### Texto mostrado ###

Rosalba Almonte, una joven dominicana de 16 años de edad, murió el pasado viernes de complicaciones producidas por la leucemia que padecía. Estaba internada en un hospital, con diagnóstico, desde hacía varias semanas, y debía haber comenzado a recibir quimioterapia casi de inmediato. Pero como estaba embarazada de 13 semanas y cierta parte de la Constitución de la República Dominicana fue prácticamente dictada por la Iglesia, su vida no era tan importante: antes estaba la del “niño por nacer”.
El cardenal Nicolás de Jesús López Rodríguez sugirió, o más bien ordenó, “que se haga todo lo posible para salvar a la muchacha, sin la necesidad de practicar un aborto directo”. El catolicismo permite esta hipocresía a través del principio del doble efecto, por el cual simular que se hace algo con un objetivo lícito permite al creyente mantener limpia su consciencia aun sabiendo que va a producirse un efecto secundario no deseado. (Aplicar quimioterapia iba a causar, muy probablemente, la pérdida del embarazo.)

### Datos proporcionados ###

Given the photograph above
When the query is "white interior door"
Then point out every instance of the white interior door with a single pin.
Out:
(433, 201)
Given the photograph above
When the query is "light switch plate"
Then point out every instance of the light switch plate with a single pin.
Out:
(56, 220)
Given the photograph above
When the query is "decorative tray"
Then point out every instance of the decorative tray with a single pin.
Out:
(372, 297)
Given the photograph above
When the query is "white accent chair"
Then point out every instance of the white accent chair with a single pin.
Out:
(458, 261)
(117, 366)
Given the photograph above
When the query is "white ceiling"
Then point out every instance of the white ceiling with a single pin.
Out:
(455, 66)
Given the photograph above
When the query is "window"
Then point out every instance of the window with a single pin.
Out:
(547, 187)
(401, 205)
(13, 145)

###

§ Requisitos de tareas:
1. Según el texto mostrado, ¿de cuántas semanas estaba embarazada Rosalba Almonte?
2. Enumera, por favor, todos los datos sobre Rosalba Almonte que da el primer párrafo del texto mostrado.

§ Respuestas por tarea:
1. De 13 semanas.

2.
- Era una joven dominicana.
- Tenía 16 años de edad.
- Murió el pasado viernes de complicaciones producidas por la leucemia que padecía.
- Estaba internada en un hospital, con diagnóstico, desde hacía varias semanas.
- Debía haber comenzado a recibir quimioterapia casi de inmediato.
- Estaba embarazada de 13 semanas.